> _ASSIGNMENT 1_
In the passage on grant seeking, in what year was John McKnight's essay "Do No Harm: Policy Options that Meet Human Needs" published?
> _ASSIGNMENT 2_
Recast the paragraph beginning "I am currently engaged" in the passage on grant seeking as a short list that keeps its main facts.
> _ASSIGNMENT 3_
Carry the passage on grant seeking and McKnight's ideas further from its last sentence.

> _SOURCE PASSAGE_
++++++

“Why do you think you deserve our money?” This, in essence, is what people like you and me, congregations, foundations, businesses, and government entities want to know when you come to them with an open palm.
And so it becomes natural to respond by demonstrating the deep need you are trying to meet, your super ability to meet it, and the perfect match between your goals and theirs. After all, their donation is really their form of an investment in you and your project.
The grant seeker then makes an earnest effort to show just how terrible the problem is that they are trying to solve. The more poverty, violence, illiteracy, illness, and injustice, the better.
But isn’t this a race to the bottom, a perverse incentive to maintain a state of dire need and a chasm between the haves and the have-nots? This is what John McKnight pointed out in an essay, Do No Harm: Policy Options that Meet Human Needs, that is as relevant – and too little known – now as when it was published in 1989. I read this essay while in graduate school and had the privilege of collaborating with Prof. McKnight, co-founder of the Asset-Based Community Development Institute, wearing many hats since then.
McKnight’s thesis is quite simple and based on a metaphor for ethical medical practice: we heal for keeps only when we reinforce what’s right in our bodies and spirits, not by filling our “emptiness” with (expensive) drugs, procedures and services that only addict us to our neediness. Put another way, we rise in confidence and ability when others and we ourselves reinforce what’s good about us. Weakness does not heal; strength does.
I am currently engaged with several organizations in the Chicago area that are focused on restorative justice for youth and young adults, that is, alternatives to punitive practices like prison, school expulsion, and scarlet letter-type branding that prevents these young people, especially those who are black and brown, from getting a job or apartment. For the Addie Wyatt Center for Nonviolence Training, this is through supporting a culture of peace in schools and communities. At Curt’s Café, this is through job training, coaching, and socializing. At the McGaw YMCA, this is through after school programs like maker spaces, mentoring, and field trips.
“Gangs are nothing but young people who are disconnected from adult society,” McKnight said to a group of us from the Addie Wyatt Center last summer. How different is his description from the more typical depiction of gangs as, according to the National Criminal Justice Reference Service, “a group of three or more individuals who engage in criminal activity” and who as youth, “are more likely to engage in substance abuse and high-risk behavior which leads to a wide range of potentially long-term health and social consequences.”

++++++

> _DATA SUPPLIED_
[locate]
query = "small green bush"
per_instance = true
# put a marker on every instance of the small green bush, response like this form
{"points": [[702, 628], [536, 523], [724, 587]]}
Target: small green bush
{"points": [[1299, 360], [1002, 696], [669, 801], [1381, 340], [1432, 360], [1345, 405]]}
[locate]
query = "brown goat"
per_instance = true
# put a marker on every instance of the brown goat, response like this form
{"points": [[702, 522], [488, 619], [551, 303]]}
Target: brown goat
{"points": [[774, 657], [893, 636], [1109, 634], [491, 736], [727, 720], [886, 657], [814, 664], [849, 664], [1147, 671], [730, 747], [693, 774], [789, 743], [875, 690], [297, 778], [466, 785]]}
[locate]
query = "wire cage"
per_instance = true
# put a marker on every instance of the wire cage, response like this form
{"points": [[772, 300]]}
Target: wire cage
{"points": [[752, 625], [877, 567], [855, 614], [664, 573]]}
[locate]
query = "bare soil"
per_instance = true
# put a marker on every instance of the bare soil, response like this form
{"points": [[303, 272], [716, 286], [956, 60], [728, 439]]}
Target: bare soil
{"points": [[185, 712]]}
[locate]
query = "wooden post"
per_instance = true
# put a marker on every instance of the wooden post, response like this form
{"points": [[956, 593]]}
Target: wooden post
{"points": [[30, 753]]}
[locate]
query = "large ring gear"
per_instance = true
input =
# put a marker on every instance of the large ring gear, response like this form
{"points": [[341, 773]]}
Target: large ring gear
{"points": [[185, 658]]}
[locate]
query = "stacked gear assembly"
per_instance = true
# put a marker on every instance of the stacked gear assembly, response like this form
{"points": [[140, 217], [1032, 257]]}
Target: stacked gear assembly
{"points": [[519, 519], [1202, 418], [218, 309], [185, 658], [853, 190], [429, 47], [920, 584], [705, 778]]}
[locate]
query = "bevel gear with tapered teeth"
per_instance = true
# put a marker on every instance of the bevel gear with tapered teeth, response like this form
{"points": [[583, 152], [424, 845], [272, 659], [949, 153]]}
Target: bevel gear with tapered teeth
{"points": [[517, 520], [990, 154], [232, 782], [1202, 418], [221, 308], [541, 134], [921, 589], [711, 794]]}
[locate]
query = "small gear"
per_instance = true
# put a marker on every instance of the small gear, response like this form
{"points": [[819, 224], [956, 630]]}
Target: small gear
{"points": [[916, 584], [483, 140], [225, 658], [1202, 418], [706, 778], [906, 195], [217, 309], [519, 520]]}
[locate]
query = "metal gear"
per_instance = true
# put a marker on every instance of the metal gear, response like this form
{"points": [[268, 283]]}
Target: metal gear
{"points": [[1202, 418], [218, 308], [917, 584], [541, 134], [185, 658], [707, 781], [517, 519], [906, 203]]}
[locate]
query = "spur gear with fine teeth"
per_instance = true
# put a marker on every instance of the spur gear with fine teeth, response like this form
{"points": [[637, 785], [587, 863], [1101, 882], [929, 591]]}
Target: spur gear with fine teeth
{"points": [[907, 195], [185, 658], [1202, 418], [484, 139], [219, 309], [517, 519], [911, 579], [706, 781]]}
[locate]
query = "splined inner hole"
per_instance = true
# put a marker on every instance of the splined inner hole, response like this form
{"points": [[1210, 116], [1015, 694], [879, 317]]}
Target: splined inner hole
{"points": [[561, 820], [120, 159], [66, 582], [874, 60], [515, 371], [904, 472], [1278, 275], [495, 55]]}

++++++

> _FINAL ANSWER 1_
1989

> _FINAL ANSWER 2_
- The writer works with several Chicago-area organizations focused on restorative justice for youth and young adults. Restorative justice offers alternatives to punitive practices such as prison, school expulsion and branding that keeps these young people, especially black and brown ones, from getting a job or apartment.
- Addie Wyatt Center for Nonviolence Training: supports a culture of peace in schools and communities.
- Curt's Café: offers job training, coaching and socializing.
- McGaw YMCA: runs after-school programs such as maker spaces, mentoring and field trips.

> _FINAL ANSWER 3_
With depersonalized frames like these, many policymakers, political candidates and nonprofit organizations fall into this habit of constructing their “asks” with language that turns young people into actuarial probabilities of waywardness based on geography, race, and class, and requiring, as does the National Referral Service mentioned above, “prevention, intervention, and suppression tactics.” Compare this language with that of Legacy Leaders International, a grassroots youth empowerment organization I assisted last year on Chicago’s west side:
Legacy Leaders believes in the inherent capacity of today’s youth to be confident, purposeful, and conscientious leaders within their surroundings.
There is no mention of gangs and violence, even as these challenges are ever present for about 95% of the youth it serves, instead choosing to focus on the gifts of young people themselves.
This kind of positive language also serves to erase the “us” and “them” division that defines the giver as a Lord or Lady Bountiful and the receiver as gatekeeper to the deficient. The emphasis is, as I wrote for Curt’s Café, “restoring youth to community and community to youth.” A grant from this perspective is not to build an institution, but to build a society. The grant becomes an instrument of restoration and healing as part of a collective we’re-all-in-this-together approach that does justice to all parties.
An “asset-based” perspective recognizes that encouraging individual talent and ability is far more salutary in solving poverty and isolation than emphasizing deprivation and need. Rather than provide “treatment” or “remediation” – which perpetuates the “other-ing” of young people – groups like those I mentioned are not only dedicated to an approach that integrates and empowers, but describe themselves and their work in this way.
Take a look at the language you use to describe your work or the community you serve. Does your description express the unconditional empathy you feel for a good friend, or does it define a two-dimensional character that needs correction? When you humanize your subject, you seat together at a common table those whom you are serving and those you are inviting in.